**Directives:**
[a] Decide whether each statement agrees with the Bateson passage below. For each, answer yes or no and quote the words of the passage that decide it.
(i) Bateson holds that the hard sciences are concerned only with the pleroma.
(ii) Creatural description is always hierarchic.
(iii) An open system with maximum entropy exhibits no information.
[b] According to the Bateson passage below, who devised the set theory that might help contain paradoxes of infinite regression?

Bateson recontextualizes Jung’s Gnostic-inspired distinctions in terms of his informatic/cybernetic reading of the mind-body problem. He therefore equates the pleroma with the Real, a world where events are caused by “forces and impacts,” a world without distinctions or “differences”—the world the description and investigation of which is supposedly the object of the hard sciences. Even so, Bateson states that it is oversimplifying matters to say that the hard sciences are therefore exclusively concerned with the pleroma and that in contrast the sciences of the mind deal only with the world of the creatura, a world characterized by the play of difference. It is a matter of how one chooses to look at phenomena. He uses the example of Carnot’s*27 heat engine: from one point of view (the pleromatic), the operations of the engine can be classically described in terms of the increasing entropy incurred with the transformation of heat energy into mechanical work. From another point of view (that of the creatura), the system may be described as a sense organ the operations of which are determined by temperature differences—differences that we may call “information” or “negative entropy.”36 In the case of Carnot’s engine, it “is only a special case in which the effective difference happens to be a matter of energetics.”37 It is possible, in other words, to look at the world as if it were a living organism, a giant system of systems, each of which can be described in terms of information exchange rather than simply the exchange of energy: “The creatura is thus the world seen as mind, wherever such a view is appropriate. And wherever this view is appropriate, there arises a species of complexity which is absent from pleromatic description: creatural description is always hierarchic.”38

This hierarchical ordering is to do with the classification of differences, the difference between difference. Bateson is quite aware of the vertiginous road down which this conception could lead; he mentions in passing that the notion of set theory devised by Bertrand Russell early in the last century to “contain” (as much as is possible) paradoxes of infinite regression might help in this regard—but some sort of notion of interlinked systems is always necessary when invoking the thermodynamic/cybernetic model. Thermodynamics is, after all, concerned with the dynamics of closed or semi-open systems. An open system, characterized by maximum entropy, is a system exhibiting no information at all. In fact this state of affairs cannot be described as a system at all.

**Listing:**
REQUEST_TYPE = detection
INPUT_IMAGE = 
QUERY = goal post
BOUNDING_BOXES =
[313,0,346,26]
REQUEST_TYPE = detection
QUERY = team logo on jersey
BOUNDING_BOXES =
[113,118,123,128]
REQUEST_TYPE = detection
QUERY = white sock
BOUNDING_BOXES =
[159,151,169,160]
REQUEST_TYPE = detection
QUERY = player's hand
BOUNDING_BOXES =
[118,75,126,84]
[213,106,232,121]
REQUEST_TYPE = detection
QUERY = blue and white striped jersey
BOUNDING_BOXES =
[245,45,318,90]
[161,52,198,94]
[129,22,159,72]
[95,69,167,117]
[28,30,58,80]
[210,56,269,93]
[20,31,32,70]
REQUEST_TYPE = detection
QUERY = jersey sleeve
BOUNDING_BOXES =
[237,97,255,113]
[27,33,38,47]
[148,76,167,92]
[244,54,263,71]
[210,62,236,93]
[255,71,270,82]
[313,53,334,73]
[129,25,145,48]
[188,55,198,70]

...

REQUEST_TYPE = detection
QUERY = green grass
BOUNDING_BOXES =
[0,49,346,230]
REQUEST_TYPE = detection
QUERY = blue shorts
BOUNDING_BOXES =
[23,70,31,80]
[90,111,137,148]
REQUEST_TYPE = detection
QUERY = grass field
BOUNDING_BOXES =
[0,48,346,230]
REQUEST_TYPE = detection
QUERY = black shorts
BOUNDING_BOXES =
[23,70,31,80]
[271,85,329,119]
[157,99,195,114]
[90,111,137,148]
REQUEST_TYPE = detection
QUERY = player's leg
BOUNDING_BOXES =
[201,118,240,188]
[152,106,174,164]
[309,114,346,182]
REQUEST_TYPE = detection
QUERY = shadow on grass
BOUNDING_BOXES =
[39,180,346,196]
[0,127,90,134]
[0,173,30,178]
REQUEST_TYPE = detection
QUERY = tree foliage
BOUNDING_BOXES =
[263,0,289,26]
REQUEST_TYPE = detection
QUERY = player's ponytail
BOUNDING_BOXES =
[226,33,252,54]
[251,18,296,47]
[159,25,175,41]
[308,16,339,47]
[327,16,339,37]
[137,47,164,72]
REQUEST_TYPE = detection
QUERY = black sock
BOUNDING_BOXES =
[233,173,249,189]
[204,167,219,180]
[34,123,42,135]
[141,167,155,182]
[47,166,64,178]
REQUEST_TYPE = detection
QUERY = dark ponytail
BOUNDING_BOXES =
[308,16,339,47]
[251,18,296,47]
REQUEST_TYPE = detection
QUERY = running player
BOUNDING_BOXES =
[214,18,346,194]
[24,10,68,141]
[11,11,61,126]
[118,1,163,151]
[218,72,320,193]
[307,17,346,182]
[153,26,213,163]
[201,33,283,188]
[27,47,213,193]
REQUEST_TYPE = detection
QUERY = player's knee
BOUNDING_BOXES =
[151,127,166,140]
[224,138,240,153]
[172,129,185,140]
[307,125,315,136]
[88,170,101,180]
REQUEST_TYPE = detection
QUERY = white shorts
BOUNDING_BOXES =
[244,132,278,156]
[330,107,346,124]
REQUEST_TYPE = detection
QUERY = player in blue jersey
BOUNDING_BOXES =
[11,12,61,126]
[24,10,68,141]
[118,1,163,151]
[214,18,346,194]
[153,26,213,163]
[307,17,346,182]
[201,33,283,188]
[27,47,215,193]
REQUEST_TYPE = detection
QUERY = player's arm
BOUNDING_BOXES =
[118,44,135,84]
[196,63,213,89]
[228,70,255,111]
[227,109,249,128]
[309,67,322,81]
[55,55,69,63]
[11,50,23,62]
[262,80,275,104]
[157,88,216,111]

==

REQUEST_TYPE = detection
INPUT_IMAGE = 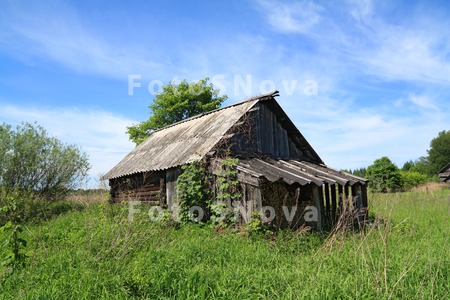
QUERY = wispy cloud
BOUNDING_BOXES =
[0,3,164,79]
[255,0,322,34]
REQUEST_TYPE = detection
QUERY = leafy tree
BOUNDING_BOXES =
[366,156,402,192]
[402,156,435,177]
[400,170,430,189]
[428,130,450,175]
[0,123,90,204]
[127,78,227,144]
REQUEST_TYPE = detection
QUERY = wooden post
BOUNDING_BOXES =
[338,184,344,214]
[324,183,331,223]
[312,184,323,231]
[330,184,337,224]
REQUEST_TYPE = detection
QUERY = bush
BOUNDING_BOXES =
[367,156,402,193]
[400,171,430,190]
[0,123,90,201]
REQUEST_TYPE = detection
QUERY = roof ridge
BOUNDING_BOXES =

**Responses by task:**
[a]
(i) No: "Bateson states that it is oversimplifying matters to say that the hard sciences are therefore exclusively concerned with the pleroma"
(ii) Yes: "creatural description is always hierarchic."
(iii) Yes: "An open system, characterized by maximum entropy, is a system exhibiting no information at all."

[b] Bertrand Russell, early in the last century.